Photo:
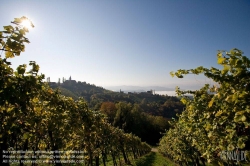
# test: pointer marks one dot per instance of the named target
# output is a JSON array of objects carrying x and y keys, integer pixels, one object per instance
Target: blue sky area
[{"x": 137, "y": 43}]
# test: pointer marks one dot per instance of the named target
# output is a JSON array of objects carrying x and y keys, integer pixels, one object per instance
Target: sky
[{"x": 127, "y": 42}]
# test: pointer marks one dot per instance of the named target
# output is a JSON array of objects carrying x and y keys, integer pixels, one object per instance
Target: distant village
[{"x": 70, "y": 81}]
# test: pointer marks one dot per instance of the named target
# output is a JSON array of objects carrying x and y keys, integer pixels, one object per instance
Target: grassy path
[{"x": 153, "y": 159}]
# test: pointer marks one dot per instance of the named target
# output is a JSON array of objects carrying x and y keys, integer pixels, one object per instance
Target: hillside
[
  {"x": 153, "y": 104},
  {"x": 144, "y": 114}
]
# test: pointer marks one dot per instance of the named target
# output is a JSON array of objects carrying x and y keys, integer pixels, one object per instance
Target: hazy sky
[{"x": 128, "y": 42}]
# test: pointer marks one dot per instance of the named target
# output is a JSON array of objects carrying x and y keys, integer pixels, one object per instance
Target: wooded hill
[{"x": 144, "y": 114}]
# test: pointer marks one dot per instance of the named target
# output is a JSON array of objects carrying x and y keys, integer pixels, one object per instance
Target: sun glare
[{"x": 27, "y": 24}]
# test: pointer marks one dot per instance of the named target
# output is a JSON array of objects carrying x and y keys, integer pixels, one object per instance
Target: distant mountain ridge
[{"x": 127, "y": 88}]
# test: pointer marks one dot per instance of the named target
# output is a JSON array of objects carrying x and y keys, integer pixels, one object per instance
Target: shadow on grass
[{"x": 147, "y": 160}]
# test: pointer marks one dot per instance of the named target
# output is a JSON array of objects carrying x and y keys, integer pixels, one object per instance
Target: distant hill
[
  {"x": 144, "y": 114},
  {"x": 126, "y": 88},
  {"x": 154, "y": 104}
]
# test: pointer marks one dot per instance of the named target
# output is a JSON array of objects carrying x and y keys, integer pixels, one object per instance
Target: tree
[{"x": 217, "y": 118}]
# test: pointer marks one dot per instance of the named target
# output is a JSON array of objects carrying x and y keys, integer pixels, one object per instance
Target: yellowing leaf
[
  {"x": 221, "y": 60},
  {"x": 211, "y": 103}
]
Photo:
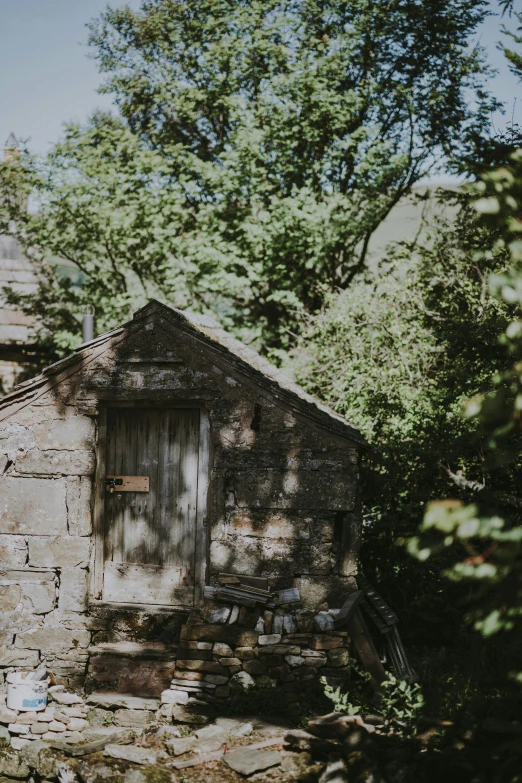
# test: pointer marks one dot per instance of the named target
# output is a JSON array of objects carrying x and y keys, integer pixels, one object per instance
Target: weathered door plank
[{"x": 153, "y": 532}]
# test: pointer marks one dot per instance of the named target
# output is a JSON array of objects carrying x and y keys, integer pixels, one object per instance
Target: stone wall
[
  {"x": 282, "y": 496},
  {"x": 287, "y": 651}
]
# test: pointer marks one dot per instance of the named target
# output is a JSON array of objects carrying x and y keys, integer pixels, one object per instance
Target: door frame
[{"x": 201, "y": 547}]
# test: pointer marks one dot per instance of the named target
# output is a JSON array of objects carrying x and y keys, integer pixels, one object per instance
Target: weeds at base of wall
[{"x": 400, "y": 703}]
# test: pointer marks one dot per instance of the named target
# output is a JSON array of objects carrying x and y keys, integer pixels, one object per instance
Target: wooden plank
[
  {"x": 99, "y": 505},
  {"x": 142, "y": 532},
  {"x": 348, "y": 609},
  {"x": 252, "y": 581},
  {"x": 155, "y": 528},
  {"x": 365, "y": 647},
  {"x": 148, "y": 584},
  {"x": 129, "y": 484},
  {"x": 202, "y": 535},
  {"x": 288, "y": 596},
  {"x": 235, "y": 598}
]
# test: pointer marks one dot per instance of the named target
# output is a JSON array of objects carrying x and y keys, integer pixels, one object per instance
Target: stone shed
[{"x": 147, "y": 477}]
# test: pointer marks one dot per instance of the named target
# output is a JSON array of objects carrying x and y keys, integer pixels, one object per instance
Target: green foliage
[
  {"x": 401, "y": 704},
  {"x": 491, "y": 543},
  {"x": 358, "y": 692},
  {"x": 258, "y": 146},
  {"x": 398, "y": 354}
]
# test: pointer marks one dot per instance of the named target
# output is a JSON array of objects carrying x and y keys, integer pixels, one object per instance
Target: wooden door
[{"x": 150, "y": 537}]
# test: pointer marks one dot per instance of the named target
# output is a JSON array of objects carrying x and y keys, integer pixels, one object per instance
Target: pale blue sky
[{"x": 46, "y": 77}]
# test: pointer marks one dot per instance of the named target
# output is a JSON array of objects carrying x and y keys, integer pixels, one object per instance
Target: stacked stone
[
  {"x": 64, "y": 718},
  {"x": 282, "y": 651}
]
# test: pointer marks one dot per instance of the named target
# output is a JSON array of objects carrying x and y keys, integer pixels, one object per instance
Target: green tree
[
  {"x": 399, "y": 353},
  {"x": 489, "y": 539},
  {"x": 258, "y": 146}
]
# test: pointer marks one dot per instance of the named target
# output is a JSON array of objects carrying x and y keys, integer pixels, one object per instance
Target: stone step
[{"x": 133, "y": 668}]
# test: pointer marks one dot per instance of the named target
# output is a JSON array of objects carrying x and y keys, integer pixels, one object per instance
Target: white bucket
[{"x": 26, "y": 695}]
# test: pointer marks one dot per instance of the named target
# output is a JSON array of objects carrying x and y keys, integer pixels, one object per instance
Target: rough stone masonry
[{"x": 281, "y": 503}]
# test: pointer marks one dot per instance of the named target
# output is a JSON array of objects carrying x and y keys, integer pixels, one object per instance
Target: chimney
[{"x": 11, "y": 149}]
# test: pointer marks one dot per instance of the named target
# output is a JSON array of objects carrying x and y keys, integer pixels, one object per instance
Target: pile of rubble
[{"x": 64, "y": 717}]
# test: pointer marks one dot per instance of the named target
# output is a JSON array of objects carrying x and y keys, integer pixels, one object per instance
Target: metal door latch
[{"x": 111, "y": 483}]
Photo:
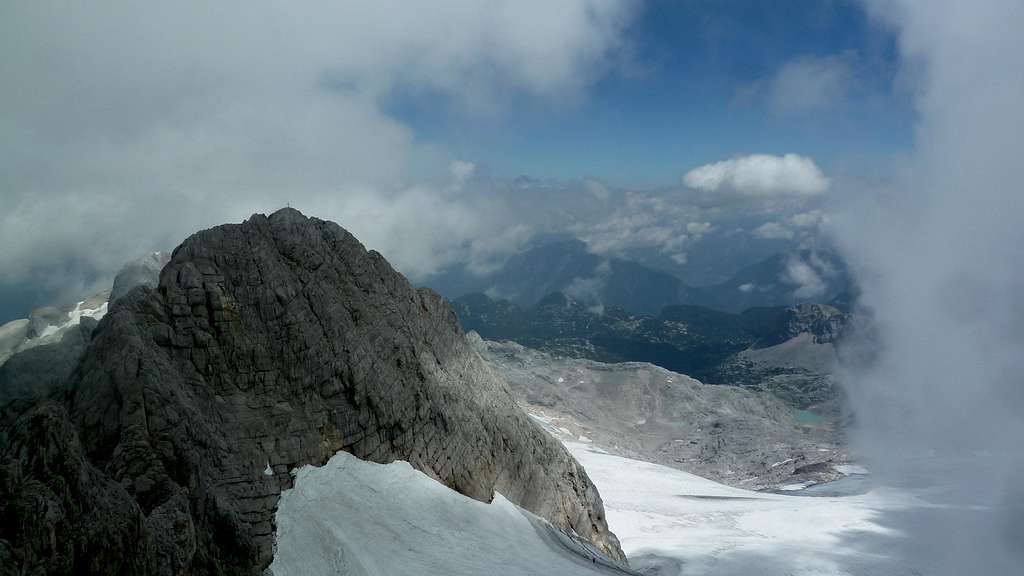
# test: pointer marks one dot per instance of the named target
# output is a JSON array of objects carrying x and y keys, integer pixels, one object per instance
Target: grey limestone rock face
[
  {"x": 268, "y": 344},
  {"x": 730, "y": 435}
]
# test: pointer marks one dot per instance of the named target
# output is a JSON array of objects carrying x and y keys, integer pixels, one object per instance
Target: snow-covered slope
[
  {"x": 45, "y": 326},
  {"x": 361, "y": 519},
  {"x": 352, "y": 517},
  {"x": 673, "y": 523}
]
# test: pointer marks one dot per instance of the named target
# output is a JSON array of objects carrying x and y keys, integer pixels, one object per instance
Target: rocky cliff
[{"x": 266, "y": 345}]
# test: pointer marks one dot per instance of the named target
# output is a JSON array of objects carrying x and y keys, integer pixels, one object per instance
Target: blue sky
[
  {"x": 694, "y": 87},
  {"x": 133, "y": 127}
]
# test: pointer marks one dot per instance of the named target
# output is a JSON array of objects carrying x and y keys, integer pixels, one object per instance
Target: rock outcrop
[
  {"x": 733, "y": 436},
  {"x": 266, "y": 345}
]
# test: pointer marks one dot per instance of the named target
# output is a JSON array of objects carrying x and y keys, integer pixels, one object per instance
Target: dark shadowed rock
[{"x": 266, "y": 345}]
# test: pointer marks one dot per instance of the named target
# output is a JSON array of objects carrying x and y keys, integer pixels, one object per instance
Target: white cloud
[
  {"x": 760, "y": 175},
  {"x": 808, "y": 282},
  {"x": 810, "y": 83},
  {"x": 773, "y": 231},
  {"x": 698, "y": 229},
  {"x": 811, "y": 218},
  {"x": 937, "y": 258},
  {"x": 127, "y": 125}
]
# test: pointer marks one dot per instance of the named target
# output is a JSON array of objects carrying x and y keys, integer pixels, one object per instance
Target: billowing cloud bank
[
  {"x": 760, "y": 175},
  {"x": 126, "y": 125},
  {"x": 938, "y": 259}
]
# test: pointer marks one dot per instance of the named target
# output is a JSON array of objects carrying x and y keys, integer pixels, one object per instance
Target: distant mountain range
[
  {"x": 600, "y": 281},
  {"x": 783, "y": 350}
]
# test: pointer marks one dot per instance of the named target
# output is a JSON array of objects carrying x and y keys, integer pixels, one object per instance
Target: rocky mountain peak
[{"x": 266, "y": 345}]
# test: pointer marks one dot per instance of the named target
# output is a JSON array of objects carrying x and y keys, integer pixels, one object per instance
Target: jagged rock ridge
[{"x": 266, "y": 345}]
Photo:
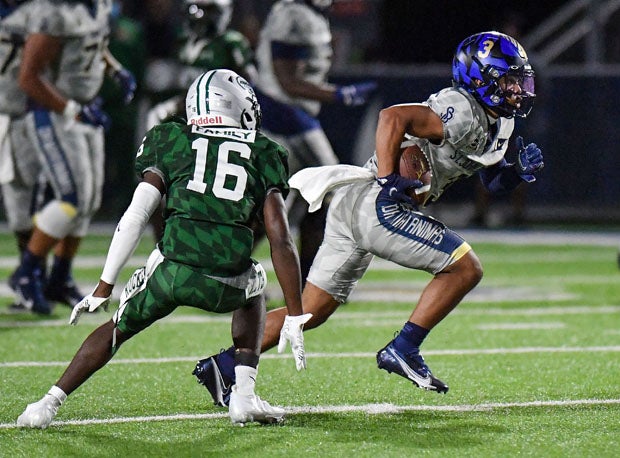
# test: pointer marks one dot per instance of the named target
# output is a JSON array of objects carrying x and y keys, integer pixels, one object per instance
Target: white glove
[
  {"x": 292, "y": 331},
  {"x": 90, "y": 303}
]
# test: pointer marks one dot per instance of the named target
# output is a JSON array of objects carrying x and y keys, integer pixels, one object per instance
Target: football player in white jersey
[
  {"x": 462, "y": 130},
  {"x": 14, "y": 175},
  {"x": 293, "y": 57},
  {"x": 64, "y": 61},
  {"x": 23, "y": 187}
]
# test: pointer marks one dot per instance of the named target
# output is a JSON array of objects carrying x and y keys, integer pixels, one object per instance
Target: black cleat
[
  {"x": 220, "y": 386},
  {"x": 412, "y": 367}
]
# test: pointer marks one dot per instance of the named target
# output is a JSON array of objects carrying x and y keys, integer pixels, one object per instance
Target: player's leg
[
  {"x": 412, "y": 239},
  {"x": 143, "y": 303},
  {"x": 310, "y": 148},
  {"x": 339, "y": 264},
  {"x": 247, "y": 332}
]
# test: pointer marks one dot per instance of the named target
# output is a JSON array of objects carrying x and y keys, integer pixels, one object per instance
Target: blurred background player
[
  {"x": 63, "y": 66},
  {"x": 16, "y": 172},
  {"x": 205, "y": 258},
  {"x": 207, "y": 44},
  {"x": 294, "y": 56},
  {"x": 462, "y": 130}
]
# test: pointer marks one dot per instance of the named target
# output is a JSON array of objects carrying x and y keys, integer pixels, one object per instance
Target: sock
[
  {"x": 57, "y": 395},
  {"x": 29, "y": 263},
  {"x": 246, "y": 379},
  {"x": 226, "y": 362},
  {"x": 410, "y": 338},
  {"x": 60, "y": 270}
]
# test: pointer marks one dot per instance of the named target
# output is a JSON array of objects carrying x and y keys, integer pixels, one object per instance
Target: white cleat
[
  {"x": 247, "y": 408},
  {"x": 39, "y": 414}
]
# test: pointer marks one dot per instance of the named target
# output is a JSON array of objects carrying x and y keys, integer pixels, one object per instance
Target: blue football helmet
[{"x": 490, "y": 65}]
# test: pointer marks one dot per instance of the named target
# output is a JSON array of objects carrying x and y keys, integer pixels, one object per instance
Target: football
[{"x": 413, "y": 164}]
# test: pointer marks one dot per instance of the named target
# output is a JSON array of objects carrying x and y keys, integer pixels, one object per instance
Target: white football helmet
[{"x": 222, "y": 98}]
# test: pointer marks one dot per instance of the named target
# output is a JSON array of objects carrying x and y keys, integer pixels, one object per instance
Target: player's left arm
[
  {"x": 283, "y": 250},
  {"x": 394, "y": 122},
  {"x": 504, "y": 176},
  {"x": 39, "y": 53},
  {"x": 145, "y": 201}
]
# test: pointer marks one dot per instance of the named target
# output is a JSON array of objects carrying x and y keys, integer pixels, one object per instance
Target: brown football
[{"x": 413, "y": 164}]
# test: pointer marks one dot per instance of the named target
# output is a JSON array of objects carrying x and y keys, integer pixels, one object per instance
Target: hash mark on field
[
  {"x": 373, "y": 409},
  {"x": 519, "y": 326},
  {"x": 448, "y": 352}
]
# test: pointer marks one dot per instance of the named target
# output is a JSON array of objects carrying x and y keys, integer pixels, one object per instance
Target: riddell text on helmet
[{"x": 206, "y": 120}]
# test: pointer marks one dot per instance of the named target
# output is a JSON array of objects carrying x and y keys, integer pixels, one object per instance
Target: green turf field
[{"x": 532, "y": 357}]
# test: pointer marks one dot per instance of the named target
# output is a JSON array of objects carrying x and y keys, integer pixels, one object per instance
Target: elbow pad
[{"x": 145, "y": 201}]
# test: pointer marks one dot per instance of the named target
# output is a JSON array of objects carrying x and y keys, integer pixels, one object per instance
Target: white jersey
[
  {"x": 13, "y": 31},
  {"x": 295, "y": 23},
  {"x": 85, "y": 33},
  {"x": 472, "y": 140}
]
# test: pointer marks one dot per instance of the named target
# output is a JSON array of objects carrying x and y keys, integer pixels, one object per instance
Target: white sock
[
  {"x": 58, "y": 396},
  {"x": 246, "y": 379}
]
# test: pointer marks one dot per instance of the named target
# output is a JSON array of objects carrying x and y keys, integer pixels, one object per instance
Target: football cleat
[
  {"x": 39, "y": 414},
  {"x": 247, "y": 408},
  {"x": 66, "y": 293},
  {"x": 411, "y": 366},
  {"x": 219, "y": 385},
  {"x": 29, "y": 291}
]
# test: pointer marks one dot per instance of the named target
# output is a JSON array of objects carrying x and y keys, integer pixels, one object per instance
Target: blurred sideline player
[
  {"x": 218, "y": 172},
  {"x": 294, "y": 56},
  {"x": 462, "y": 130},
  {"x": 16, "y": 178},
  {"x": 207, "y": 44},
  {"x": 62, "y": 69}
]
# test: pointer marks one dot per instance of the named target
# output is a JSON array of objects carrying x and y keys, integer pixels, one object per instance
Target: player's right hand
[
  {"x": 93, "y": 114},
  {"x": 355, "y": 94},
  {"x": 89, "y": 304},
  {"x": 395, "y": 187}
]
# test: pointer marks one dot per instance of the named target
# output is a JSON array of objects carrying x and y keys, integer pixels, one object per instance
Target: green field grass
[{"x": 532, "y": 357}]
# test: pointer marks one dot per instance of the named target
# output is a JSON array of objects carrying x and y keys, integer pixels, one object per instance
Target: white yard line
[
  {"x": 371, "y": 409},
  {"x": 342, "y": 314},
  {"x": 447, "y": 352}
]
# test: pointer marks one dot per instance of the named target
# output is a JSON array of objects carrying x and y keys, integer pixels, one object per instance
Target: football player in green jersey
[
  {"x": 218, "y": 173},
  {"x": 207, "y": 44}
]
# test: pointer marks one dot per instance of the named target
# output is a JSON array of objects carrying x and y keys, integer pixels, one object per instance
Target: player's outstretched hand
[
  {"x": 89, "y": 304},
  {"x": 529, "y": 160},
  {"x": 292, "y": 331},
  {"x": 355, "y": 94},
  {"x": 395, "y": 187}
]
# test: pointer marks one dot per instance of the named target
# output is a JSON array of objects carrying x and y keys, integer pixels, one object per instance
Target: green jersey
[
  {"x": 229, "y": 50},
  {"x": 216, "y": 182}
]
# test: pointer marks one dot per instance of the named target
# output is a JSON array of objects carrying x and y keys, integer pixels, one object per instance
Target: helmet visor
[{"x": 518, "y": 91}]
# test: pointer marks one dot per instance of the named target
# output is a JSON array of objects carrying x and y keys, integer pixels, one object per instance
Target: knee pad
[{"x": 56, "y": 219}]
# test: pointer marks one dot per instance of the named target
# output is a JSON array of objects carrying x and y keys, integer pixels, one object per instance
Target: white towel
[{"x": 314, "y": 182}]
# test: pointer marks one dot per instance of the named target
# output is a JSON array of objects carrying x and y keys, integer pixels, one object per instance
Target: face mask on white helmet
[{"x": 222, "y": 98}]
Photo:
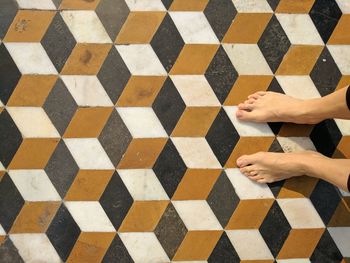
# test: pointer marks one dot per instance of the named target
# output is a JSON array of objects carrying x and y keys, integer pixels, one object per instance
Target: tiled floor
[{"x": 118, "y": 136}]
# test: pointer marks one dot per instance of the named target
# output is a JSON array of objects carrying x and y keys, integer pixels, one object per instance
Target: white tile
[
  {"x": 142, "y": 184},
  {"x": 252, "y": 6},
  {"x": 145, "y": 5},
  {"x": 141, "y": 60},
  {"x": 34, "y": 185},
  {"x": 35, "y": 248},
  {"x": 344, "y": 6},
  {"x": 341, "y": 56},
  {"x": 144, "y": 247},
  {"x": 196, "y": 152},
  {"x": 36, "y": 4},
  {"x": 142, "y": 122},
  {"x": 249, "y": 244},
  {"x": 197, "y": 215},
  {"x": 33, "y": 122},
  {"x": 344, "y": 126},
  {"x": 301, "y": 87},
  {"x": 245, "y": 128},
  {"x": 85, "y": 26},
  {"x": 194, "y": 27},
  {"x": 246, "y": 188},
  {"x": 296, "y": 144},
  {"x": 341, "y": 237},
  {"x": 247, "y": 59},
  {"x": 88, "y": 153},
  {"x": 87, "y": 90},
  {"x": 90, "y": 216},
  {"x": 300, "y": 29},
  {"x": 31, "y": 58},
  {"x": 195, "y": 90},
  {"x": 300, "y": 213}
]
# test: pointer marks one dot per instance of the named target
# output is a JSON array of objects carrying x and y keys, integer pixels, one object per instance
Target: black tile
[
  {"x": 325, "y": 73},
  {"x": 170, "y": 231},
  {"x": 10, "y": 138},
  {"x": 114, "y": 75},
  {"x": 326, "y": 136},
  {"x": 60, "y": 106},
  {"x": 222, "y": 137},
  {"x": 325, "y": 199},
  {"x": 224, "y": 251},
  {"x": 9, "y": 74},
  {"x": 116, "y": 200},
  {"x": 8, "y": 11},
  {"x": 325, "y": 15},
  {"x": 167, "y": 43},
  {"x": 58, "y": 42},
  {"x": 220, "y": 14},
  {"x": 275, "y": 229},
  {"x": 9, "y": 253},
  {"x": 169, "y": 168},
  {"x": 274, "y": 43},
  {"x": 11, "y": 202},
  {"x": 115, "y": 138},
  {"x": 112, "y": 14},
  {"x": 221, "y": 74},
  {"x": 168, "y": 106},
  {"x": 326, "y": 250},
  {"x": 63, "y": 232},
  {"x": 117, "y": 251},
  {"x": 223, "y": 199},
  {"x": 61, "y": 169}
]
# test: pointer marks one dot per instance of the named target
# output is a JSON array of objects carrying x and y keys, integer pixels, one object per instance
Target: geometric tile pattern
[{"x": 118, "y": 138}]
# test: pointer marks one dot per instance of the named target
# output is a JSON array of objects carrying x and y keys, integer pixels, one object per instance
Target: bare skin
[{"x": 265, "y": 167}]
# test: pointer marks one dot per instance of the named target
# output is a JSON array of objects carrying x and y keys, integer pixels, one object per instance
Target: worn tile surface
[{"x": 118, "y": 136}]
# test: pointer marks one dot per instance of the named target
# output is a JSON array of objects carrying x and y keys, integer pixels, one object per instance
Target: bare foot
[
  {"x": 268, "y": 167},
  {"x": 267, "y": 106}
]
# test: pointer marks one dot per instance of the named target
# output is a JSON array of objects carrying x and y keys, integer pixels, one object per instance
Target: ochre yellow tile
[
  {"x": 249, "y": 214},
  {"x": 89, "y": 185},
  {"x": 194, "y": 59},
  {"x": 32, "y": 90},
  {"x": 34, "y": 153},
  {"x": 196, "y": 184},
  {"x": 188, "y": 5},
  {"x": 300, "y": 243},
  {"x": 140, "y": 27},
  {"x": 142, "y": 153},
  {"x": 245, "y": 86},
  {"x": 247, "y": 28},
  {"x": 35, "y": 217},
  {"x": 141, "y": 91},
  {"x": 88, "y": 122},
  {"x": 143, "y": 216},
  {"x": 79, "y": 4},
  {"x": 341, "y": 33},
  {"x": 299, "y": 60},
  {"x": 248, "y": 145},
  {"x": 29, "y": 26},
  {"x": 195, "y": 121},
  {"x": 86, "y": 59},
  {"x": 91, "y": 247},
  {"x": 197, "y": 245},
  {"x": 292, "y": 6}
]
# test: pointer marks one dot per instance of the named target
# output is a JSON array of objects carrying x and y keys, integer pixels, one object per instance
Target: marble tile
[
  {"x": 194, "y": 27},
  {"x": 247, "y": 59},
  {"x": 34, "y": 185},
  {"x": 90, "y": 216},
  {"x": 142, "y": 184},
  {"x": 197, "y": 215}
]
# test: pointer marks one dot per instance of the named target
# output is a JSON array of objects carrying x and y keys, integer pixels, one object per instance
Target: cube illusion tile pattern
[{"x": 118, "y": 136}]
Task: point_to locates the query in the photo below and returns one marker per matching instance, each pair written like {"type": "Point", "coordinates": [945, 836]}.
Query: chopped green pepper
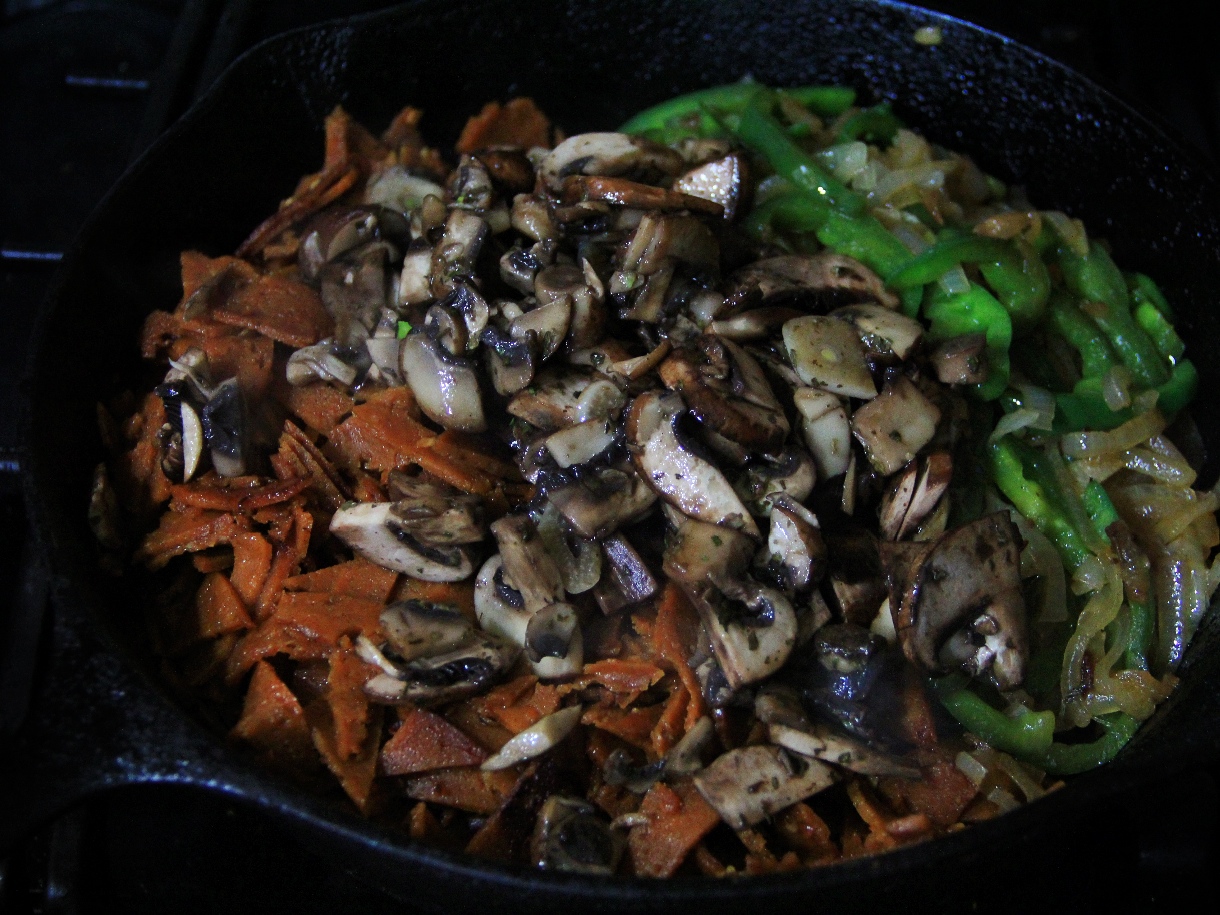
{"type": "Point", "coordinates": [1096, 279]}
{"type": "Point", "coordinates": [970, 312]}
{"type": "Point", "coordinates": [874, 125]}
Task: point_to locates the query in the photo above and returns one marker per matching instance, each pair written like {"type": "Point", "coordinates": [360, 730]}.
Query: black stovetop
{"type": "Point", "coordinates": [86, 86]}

____________

[PROBLEM DESCRIPTION]
Search the records for the word "matching", then list every line that has it.

[EXERCISE SOLUTION]
Task: point_to locates the query in the photo below and returns one marker per matching instance, each pair written like {"type": "Point", "coordinates": [945, 836]}.
Task: point_to locates the query in the photo above and returns one marker per matching instance, each pair written like {"type": "Point", "coordinates": [360, 730]}.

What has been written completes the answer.